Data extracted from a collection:
--- START ---

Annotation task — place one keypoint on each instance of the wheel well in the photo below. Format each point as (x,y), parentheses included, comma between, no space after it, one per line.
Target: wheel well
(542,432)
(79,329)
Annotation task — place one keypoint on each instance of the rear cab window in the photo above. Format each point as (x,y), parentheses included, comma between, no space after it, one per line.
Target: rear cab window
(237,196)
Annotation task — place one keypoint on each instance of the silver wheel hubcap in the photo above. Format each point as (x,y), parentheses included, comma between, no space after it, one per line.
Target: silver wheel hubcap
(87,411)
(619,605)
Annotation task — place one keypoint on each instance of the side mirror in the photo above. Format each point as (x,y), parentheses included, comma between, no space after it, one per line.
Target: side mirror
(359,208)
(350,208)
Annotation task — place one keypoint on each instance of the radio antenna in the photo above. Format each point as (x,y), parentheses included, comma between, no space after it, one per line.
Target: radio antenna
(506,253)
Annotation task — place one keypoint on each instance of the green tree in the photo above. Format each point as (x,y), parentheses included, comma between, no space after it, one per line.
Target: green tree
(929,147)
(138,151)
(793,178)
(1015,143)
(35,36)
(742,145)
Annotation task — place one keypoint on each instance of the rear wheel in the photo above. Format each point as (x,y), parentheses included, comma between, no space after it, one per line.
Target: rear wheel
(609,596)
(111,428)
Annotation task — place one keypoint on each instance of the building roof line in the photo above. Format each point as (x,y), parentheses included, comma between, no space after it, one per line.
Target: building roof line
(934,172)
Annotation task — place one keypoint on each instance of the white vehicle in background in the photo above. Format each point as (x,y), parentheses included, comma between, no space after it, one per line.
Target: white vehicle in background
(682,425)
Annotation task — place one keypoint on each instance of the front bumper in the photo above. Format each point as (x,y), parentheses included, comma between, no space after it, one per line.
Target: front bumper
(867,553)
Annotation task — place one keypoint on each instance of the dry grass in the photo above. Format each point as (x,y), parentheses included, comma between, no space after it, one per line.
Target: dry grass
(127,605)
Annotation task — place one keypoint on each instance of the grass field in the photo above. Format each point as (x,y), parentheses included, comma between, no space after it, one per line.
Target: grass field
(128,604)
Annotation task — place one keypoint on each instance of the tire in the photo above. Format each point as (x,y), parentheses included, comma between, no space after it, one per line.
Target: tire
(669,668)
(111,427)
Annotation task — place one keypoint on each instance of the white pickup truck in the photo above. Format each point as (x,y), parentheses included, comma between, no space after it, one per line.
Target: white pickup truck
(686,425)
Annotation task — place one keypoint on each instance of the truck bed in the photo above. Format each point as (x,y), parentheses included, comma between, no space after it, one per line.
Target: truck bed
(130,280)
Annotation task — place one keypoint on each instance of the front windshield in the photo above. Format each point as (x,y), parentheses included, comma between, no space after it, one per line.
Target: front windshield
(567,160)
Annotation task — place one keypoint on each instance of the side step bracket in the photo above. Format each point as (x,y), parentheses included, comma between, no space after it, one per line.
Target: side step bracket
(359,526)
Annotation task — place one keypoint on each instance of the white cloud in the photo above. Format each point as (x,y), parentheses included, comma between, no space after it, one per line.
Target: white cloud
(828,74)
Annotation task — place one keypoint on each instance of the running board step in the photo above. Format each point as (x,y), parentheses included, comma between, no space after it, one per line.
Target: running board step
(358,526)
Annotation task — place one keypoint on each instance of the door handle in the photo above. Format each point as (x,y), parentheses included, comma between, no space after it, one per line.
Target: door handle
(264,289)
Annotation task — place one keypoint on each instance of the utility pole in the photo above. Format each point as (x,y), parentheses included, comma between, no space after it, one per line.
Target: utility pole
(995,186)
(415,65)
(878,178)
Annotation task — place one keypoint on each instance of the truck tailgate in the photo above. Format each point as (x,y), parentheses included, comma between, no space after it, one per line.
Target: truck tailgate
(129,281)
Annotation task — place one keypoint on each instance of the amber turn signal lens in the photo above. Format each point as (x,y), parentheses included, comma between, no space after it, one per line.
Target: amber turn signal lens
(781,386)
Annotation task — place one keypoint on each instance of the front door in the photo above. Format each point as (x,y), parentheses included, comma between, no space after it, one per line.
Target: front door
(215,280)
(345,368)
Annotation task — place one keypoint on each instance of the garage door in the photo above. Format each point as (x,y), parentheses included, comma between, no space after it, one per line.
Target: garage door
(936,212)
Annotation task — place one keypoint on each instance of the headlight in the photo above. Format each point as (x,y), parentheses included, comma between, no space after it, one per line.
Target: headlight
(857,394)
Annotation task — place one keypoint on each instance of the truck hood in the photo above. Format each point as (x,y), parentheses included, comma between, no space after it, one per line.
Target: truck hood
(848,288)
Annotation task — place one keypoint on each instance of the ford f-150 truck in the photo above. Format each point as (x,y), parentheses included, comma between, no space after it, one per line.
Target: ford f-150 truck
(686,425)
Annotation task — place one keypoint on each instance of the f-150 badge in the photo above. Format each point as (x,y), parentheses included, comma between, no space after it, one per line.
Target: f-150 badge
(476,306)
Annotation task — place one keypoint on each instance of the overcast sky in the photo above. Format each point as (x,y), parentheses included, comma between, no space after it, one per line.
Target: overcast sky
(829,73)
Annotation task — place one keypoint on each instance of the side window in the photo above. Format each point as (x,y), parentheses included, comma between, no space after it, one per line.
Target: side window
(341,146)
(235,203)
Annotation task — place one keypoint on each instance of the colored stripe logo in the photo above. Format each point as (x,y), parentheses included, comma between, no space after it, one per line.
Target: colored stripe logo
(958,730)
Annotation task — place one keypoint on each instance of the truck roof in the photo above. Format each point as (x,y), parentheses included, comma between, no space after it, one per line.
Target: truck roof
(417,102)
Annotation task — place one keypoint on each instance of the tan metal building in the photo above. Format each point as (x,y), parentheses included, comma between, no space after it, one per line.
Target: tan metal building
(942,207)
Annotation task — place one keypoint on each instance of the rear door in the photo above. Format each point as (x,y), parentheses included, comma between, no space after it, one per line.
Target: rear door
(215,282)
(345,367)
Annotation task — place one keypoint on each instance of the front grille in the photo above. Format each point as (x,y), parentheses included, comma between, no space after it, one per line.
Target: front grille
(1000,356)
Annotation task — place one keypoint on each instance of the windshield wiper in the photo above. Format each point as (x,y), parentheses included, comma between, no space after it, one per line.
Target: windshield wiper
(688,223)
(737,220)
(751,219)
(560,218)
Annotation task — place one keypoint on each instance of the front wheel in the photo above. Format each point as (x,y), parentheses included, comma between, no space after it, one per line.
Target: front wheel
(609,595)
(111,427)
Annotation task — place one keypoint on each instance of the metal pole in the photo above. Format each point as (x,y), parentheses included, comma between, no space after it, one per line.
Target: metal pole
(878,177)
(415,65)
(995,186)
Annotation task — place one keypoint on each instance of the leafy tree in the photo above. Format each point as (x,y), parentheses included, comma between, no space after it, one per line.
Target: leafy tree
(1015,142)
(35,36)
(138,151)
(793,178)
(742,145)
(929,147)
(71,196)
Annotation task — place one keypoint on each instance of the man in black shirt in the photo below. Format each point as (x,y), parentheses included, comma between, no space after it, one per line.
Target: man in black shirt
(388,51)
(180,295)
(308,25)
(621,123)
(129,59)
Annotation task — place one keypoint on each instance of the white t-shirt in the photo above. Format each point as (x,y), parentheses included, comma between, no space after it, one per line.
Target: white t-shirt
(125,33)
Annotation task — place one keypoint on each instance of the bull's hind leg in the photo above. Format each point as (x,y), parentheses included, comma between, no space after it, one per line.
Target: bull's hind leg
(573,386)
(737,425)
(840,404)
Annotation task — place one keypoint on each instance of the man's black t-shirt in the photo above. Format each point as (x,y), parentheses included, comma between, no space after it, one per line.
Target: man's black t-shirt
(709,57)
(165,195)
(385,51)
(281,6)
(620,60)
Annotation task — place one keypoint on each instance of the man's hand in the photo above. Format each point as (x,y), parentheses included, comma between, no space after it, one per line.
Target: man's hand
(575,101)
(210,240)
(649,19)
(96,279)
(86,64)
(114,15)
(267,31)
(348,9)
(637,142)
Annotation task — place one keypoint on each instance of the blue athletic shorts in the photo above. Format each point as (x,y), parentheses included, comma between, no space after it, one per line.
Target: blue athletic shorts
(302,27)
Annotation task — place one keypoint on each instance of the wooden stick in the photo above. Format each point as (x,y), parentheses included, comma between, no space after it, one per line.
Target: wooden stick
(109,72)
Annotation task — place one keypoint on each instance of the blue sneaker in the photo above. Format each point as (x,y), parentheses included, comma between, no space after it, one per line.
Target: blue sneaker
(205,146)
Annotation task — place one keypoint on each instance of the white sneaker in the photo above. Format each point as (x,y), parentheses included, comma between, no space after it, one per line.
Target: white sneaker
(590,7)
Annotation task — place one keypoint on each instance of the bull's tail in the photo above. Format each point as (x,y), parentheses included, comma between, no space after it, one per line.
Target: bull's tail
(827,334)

--- END ---

PROBLEM TO SOLVE
Look through the entries and copy every line in which the string "below" appears.

TASK RESULT
Annotation task — place one keypoint on each instance of the wheel well in the photo below. Format each point as (x,y), parentheses included, comma between, no space after it, one per line.
Annotation task — place one keypoint on each instance of the man in black shirt in the photo below. Format each point as (x,y), parentheses included, comma between, no space after it, one per line.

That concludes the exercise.